ТЕКСТ ДЛЯ ЧТЕНИЯ:
================
В буднях жизни мы не сможем постоять за друга, спасуем перед наглецом, пристающим к любимой женщине или девушке, смалодушничаем и промолчим при встрече с клеветой на близкого нам человека, засуетимся и останемся в стороне, когда начнут нечестную кампанию против нашего товарища по работе.

В семье у нас будут обязанности, которые раздражают, будут дела, которые отнимают, как бы, наше «драгоценное» время, рождают досаду, острое желание свалить их на плечи другого и внутреннюю претензию к другому — почему он не сделает этого сам?

— Принимаю огонь на себя!

Только в состоянии подвига может родиться такая фраза. И в буднях чувство долга объявляет то же: «Принимаю дела на себя!» Может быть, поэтому следование подобному девизу в повседневной жизни люди тоже называют подвигом. Основание у них одно.

В наше время вряд ли найдется человек, который не решал бы для себя вопрос — как поступать, если возникнет необходимость в защите Отечества. Идти или не идти на фронт? В первых рядах или когда призовут? Сколько тревожных и суетных минут переживает самоутверждение, пока решает эти проблемы.

Раствориться среди десятков, сотен смертей, исчезнуть, не оставив следа потомкам, стать маленькой силой, которая поможет захватить или удержать безымянную высоту и только… С этим утверждающее себя сознание примириться не может. Столько лет оно готовилось к тому, чтобы состояться в мире, чтобы выйти вровень с десятками знаменитых людей. С началом войны всё это оборачивается немедленным крахом.

Сознание сопротивляется войне не потому, что видит за этим гибель тысяч людей, а потому, что рушатся собственные планы, надежды и ожидания. Что будет с людьми, которых нужно защитить? Этот вопрос просто не рождается. Это уже область совести, а самоутверждение боится ее касаться.

И только пробужденное чувство долга над таким вопросом не размышляет. В этом нет необходимости. Движением сердца человек охватывает сразу все бедствия, которые несет за собой война. Гибель людей и среди них гибель близких — это очень сильный аргумент, который рождает решение. Боль за других бросает человека в действие, снимающее причины этой боли. Так всегда — и на войне, и в мирное время. Боль за других, стоять за других, принять заботы других и о других на себя — это и есть существо чувства долга. «Чтобы душу свою положить за други своя» — так благословил Господь.
================
РАЗДЕЛ ДАННЫХ:
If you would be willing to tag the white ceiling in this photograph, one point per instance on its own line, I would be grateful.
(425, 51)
================
ЗАДАНИЯ:
1 – Перечислите все, что, по словам текста о чувстве долга, рушится у сознания и заставляет его сопротивляться войне.
2 – Обновите фрагмент текста о чувстве долга между словами «Сознание сопротивляется войне» и «так благословил Господь.» включительно, заменив «самоутверждение» на «самолюбие».

ОТВЕТЫ:
1 – Собственные планы, надежды и ожидания.

2 –
Сознание сопротивляется войне не потому, что видит за этим гибель тысяч людей, а потому, что рушатся собственные планы, надежды и ожидания. Что будет с людьми, которых нужно защитить? Этот вопрос просто не рождается. Это уже область совести, а самолюбие боится ее касаться.

И только пробужденное чувство долга над таким вопросом не размышляет. В этом нет необходимости. Движением сердца человек охватывает сразу все бедствия, которые несет за собой война. Гибель людей и среди них гибель близких — это очень сильный аргумент, который рождает решение. Боль за других бросает человека в действие, снимающее причины этой боли. Так всегда — и на войне, и в мирное время. Боль за других, стоять за других, принять заботы других и о других на себя — это и есть существо чувства долга. «Чтобы душу свою положить за други своя» — так благословил Господь.